=== Text segment ===
Back in the day, I remember putting together models where the directions were very simple: “Insert Tab A into Slot B.” The parts matched up perfectly so that the model ended up looking like a Mustang and not a Franken-mobile. Man and woman were designed to fit together. It is broader, however, than mere reproductive compatibility. Sexuality, as God created it, was also a way to build intimacy within the partnership.
“Now Adam knew Eve his wife, and she conceived and bore Cain.” (Genesis 4:1a)
This “one flesh” is a spiritual and relational bond, not just mere physical connection.
And this unity of man and woman is a type of (Or a pale reflection of) the bond Christ has with the church.
“Husbands, love your wives, as Christ loved the church and gave himself up for her, that he might sanctify her, having cleansed her by the washing of water with the word, so that he might present the church to himself in splendor, without spot or wrinkle or any such thing, that she might be holy and without blemish. In the same way husbands should love their wives as their own bodies. He who loves his wife loves himself. For no one ever hated his own flesh, but nourishes and cherishes it, just as Christ does the church, because we are members of his body. ‘Therefore a man shall leave his father and mother and hold fast to his wife, and the two shall become one flesh.’ This mystery is profound, and I am saying that it refers to Christ and the church.” (Ephesians 5:25-32)
Marriage was created and defined by God, so, like numbers, it is not suitable for reinterpretation.
Believers are not being bigoted, cruel or hateful by limiting marriage to a union between two members of the opposite sex, they are simply following the dictates of God. (The question about homosexuality is for another day.)
But we live in a secular society. Can’t the culture choose to redefine marriage as it sees fit?
Perhaps we should stop and consider why government got into the business of certifying marriages anyway. The secular advantage was to allow for ease of inheritance, legal acknowledgment of parentage and to prohibit bigamy. It later allowed for such things as taxation, benefits and legal recourse for marriage dissolution. The government doesn’t care a whit about the spiritual aspect of the relationship, only the legal.
=== Entries supplied ===
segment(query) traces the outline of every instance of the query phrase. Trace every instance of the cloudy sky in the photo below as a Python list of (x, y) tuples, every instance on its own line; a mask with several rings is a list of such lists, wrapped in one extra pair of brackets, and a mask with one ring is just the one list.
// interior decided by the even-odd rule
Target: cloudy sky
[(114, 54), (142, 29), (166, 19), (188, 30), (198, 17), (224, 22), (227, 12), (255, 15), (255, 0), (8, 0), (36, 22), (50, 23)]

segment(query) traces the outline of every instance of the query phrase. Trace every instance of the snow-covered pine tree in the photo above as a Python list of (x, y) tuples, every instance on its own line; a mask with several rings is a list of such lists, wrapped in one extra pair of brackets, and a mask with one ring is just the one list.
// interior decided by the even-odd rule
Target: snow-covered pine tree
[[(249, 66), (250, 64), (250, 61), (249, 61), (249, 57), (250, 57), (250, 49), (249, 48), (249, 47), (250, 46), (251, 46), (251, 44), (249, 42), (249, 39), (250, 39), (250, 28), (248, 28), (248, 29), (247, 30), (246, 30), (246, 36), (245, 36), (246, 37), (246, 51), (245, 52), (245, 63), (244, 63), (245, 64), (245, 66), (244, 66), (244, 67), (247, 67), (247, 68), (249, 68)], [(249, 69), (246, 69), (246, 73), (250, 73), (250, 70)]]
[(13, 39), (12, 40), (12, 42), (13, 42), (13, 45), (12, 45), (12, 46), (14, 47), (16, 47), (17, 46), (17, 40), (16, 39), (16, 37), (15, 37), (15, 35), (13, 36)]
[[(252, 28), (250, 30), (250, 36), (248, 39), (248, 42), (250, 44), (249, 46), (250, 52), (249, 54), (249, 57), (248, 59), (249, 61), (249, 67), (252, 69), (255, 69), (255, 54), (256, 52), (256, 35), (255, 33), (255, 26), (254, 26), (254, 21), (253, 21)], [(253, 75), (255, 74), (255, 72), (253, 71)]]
===
Action item A :: Please list every legal or practical purpose that the text on marriage gives for government certification of marriages, including the original ones and those that came later.
Action item B :: Write the next few paragraphs of the text on marriage, picking up after its last sentence and not touching the rows.

Response A ::
- Ease of inheritance
- Legal acknowledgment of parentage
- Prohibiting bigamy
- Taxation
- Benefits
- Legal recourse for marriage dissolution

Response B ::
So I have a somewhat radical proposal: I suggest we just drop marriage as a secular pursuit and return it to religious groups. The state can, rather simply, in truth, opt for partnership contracts where persons of any gender (or combinations of persons) can enter into a legal bond that guarantees them the rights of inheritance, visitation, child custody, etc during the life of the contract. I have similar documents–a durable power of attorney naming who gets to make medical decisions in case I am unable to do so and a will that clearly states who gets what when I die. There is no need for a ceremony. A county clerk could rubber stamp and notarize the contracts while dissolution would be handled as a simple contractual issue. Taxes could be simplified by eliminating joint returns. Parentage is now established by DNA testing, so there is no need for assumption of consanguinity. One of the newer benefits of marriage was with regard to medical benefits. That, too, is now moot as, due to the Affordable Care Act, more companies are dropping spouse and family coverage due to costs and regulations. That would also provide more equity as singles would receive equal treatment under the law.( A single policy, for instance, can be just $5,000 a year, while a family policy can be worth $20,000. The single doesn’t get the extra $15,000 he saves the employer.) There really is no reason anymore for the government to be in the marriage business.
So instead of doing a disservice to the language by labeling relationships that are not marriage “marriage” in order to get the benefits afforded to that institution, let’s just keep marriage a religious practice and let the government focus on partnership contracts instead.